Written request: Pull out every line in the records below that contains the word "person", and copy each one unchanged.

Supplied material:
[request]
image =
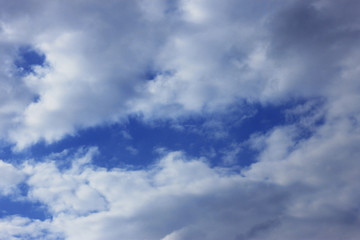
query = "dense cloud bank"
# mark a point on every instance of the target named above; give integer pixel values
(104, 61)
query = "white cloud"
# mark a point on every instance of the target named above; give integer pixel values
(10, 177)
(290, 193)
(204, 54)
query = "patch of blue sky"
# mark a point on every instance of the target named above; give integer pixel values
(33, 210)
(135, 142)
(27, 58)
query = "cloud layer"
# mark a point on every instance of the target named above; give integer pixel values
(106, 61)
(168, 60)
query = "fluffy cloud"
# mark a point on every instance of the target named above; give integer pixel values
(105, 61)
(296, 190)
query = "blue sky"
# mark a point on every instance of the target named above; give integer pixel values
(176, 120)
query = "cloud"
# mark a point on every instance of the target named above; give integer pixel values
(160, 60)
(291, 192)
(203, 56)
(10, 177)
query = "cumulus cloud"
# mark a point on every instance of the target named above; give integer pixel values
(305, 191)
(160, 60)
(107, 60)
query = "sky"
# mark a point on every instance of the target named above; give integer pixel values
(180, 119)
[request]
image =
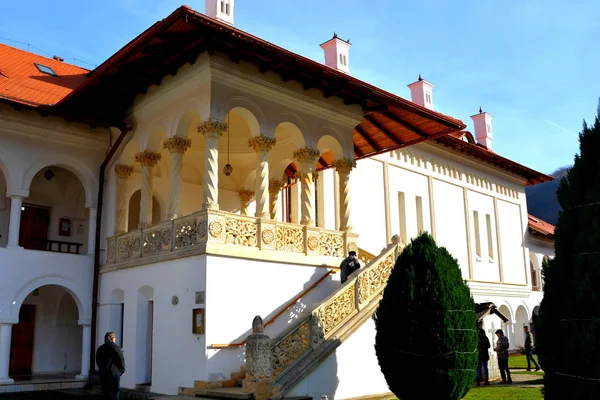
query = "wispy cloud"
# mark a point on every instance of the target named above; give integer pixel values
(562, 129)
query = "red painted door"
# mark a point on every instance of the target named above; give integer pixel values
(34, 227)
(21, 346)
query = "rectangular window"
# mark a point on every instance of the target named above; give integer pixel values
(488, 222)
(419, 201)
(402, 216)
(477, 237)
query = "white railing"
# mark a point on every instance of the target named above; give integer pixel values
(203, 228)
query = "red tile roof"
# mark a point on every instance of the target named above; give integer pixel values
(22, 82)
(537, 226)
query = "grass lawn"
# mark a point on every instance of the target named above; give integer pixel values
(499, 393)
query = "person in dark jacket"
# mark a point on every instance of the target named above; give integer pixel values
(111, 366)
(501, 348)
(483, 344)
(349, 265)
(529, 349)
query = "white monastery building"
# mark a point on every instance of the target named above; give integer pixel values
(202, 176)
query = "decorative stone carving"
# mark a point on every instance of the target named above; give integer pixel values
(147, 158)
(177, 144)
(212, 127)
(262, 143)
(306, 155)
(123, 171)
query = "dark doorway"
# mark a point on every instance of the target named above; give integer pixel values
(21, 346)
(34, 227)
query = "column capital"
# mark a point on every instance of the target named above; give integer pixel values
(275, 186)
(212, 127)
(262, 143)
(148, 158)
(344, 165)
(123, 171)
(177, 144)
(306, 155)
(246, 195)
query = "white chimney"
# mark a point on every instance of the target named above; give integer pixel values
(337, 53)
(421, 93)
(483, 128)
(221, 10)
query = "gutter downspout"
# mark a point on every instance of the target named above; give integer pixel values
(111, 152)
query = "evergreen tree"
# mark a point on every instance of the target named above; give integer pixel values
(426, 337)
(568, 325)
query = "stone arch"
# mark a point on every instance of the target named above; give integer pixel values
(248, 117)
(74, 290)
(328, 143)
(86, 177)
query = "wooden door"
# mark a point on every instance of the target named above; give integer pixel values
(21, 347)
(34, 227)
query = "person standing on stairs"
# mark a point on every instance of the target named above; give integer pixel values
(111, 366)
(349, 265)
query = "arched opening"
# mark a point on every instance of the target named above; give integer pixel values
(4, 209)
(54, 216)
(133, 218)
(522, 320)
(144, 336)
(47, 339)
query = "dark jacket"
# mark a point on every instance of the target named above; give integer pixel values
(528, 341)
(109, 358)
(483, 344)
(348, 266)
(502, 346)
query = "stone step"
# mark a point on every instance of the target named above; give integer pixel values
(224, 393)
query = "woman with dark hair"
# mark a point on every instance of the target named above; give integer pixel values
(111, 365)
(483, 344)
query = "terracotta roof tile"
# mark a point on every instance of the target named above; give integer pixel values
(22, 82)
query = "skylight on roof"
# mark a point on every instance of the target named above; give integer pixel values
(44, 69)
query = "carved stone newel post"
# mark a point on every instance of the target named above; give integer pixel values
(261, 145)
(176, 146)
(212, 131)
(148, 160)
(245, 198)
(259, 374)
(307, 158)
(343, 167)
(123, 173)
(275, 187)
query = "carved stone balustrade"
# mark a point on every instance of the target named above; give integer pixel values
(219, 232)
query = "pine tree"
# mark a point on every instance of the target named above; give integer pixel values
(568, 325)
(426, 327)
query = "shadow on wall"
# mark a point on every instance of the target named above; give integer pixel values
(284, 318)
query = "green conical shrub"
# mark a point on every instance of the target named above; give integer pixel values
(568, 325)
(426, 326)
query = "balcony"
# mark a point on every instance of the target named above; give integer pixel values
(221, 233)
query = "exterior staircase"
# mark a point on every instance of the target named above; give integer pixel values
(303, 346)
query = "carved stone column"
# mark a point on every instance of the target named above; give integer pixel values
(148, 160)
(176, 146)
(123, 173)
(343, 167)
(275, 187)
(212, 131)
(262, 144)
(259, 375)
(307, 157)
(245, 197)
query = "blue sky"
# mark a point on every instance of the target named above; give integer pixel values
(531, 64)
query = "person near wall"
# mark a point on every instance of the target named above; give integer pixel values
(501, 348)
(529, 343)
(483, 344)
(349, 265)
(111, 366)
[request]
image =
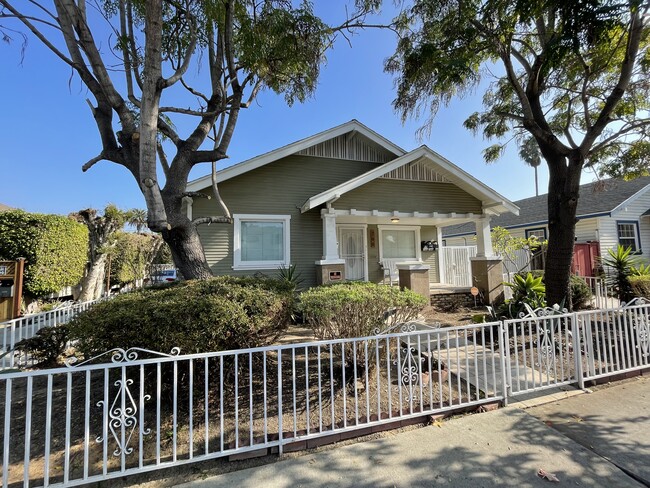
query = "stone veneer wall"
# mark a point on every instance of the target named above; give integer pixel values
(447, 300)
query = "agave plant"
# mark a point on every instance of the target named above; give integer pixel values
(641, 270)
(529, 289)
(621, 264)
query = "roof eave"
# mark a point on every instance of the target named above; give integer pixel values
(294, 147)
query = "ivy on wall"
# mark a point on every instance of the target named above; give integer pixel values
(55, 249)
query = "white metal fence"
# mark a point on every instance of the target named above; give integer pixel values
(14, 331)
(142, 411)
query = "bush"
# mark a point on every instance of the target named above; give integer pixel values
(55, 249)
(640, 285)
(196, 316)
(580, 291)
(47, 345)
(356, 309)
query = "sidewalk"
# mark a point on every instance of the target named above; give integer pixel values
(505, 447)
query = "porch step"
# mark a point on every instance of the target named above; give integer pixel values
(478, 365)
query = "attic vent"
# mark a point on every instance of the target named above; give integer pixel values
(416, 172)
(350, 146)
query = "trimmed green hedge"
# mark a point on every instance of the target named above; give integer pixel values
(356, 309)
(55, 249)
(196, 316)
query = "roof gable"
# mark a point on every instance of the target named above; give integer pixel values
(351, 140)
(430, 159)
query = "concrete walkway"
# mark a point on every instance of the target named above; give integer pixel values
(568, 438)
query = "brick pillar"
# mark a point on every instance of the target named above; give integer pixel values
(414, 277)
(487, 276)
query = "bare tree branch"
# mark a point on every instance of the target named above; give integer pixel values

Expected answer:
query = "person in dark jacket"
query = "person standing on stairs"
query = "person near wall"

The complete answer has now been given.